■ DATA SHOWN:
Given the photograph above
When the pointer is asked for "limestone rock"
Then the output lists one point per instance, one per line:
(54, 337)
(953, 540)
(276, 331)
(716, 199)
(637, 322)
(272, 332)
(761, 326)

■ ASSIGNED TASK: Repeat the line that contains "Then the output", then every line after it until the records end, with nothing added.

■ YOUR SOLUTION:
Then the output lists one point per instance, one per line:
(54, 337)
(953, 540)
(276, 331)
(716, 199)
(637, 322)
(272, 332)
(761, 326)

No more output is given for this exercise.